But Water Missions’ goal is bigger than bringing physical health: They want to reach the whole person—to provide drinking water to those they serve, yes, but also the living water of Jesus Christ. More than three decades ago, as an up-and-coming engineer in the oil industry, Greene never imagined he would be doing this sort of work as he approached his 70th birthday. But that was before God spoke to him—twice.
Water Missions’ goal is to provide drinking water to those they serve, yes, but also the living water of Jesus Christ.
A Big Move
It had been a cold night in New Jersey, and Greene was the only one awake. With his wife Molly asleep next to him, and his two young children resting down the hall, he wrestled with anxiety about their future. At 35 years of age, he owned a house and a sailboat, had friends, a promising career. Life was good, and yet something hadn’t been sitting right. He knew it was time to get out of the oil business. But for what? In months prior, the Greenes had started to reconsider the course they had been on. George’s career with Exxon required a pattern of relocating every two years between the States and somewhere abroad. Now that they had children, the prospect of such a rootless life bothered them.
They started investigating places to live, looking for somewhere to start a family business. What the couple knew for certain was that they liked being around water, so they considered the possibility of opening a shop for sailing hardware, or running a marina. That was, until they found a small environmental lab for sale in Charleston.
▬▬▬▬▬▬▬▬▬▬
= EXERCISE 1 =
Update the stretch of the Water Missions passage from "Water Missions’ goal is to" through "life bothered them.", putting "motorboat" in place of "sailboat".
= EXERCISE 2 =
Write the next part of the passage about Greene and Water Missions, starting after its final sentence.

= DATA RECORDS =
▬▬▬▬▬▬▬▬▬▬
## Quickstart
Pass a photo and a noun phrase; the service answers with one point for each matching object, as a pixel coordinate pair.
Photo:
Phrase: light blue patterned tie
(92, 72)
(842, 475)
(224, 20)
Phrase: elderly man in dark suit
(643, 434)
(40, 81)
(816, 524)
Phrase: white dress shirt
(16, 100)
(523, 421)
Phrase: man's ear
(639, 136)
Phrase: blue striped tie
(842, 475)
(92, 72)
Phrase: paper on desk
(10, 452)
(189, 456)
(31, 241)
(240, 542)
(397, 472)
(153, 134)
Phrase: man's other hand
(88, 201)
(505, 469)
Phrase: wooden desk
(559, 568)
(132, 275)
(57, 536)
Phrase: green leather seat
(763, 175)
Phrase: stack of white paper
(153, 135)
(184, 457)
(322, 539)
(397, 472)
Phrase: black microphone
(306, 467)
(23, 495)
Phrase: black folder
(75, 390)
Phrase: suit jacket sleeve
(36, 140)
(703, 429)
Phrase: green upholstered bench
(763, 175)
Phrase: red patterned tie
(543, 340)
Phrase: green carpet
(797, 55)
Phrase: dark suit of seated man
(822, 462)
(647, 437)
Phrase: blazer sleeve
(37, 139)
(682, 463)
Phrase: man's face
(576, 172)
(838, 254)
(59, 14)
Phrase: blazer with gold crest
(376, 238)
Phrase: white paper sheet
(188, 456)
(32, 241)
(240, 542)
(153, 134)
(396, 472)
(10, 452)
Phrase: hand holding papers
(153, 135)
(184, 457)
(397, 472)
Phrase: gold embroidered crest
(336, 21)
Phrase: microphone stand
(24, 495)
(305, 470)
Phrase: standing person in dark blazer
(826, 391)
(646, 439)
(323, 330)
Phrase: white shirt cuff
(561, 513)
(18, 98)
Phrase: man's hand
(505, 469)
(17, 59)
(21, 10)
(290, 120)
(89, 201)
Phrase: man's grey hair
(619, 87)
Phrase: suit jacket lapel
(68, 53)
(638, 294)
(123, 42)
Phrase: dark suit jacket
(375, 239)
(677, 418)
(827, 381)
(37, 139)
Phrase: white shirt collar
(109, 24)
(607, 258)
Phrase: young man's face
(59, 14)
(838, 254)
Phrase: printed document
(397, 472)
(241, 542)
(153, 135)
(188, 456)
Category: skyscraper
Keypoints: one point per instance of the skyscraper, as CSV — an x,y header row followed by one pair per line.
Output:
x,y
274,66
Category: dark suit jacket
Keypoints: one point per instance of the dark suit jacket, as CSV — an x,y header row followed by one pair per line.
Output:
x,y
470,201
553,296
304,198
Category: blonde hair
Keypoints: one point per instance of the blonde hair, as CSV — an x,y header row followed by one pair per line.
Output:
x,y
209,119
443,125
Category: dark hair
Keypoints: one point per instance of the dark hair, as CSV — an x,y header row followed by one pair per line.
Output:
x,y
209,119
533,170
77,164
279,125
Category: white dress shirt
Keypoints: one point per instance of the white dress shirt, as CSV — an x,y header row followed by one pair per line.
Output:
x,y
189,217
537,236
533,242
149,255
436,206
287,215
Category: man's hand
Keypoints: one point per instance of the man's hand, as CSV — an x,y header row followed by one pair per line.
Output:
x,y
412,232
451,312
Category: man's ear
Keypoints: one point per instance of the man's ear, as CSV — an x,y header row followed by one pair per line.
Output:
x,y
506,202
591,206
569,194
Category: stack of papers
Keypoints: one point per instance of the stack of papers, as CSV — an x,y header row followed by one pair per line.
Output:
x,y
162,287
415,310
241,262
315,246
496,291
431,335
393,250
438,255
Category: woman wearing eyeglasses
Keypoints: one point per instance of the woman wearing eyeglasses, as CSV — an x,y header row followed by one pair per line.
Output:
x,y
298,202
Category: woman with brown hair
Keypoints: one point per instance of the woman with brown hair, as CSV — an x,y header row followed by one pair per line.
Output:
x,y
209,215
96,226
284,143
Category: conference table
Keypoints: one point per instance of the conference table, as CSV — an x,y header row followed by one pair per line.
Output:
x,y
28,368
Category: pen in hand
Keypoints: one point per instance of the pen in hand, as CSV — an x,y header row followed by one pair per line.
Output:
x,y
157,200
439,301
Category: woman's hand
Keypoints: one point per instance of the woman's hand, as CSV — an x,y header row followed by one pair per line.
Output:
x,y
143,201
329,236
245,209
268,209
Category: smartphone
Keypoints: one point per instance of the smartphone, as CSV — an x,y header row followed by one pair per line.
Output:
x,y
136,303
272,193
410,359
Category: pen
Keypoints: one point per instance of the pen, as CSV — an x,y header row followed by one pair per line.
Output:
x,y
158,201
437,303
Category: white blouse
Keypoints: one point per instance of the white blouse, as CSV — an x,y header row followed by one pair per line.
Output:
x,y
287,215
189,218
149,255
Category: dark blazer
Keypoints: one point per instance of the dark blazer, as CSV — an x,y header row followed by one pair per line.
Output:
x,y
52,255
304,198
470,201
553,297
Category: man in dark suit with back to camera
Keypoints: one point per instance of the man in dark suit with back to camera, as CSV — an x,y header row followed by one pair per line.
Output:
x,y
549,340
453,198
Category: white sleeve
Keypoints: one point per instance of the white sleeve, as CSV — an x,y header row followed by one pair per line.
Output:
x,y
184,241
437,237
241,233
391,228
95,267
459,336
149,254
▬▬▬▬▬▬▬▬▬▬
= ANSWER 1 =
Water Missions’ goal is to provide drinking water to those they serve, yes, but also the living water of Jesus Christ.
A Big Move
It had been a cold night in New Jersey, and Greene was the only one awake. With his wife Molly asleep next to him, and his two young children resting down the hall, he wrestled with anxiety about their future. At 35 years of age, he owned a house and a motorboat, had friends, a promising career. Life was good, and yet something hadn’t been sitting right. He knew it was time to get out of the oil business. But for what? In months prior, the Greenes had started to reconsider the course they had been on. George’s career with Exxon required a pattern of relocating every two years between the States and somewhere abroad. Now that they had children, the prospect of such a rootless life bothered them.

= ANSWER 2 =
The lab itself was unimpressive—a single room in need of updating and repairs. “It was a dump,” George told me. Less impressive was the revenue: Expenses totaled $3,000 per month, while the income was a mere $2,600. Yet after spending time with a business analyst, the couple was convinced the lab could make enough money to support their family. That’s all they wanted—just enough to meet their needs and have a comfortable life near the coast.
Back in New Jersey, they weighed the pros and cons, but neither had a sense of peace. As he lay awake on that cold, dark night, George offered a prayer. “Lord, I need to know. I’ve got two kids, a family, a great career.”
And then, to his surprise, came the answer—the first he could remember in his life as a Christian. George, look at all the doors I have been opening for you. This is what I want you to do. Go start this business.
In the following years, the analyst’s prediction was right—beyond what either of the Greenes had imagined possible. General Engineering Laboratories (GEL) began as the smallest among dozens of environmental labs in 1981 and by the late 1990s had become one of South Carolina’s largest. That’s when God spoke again.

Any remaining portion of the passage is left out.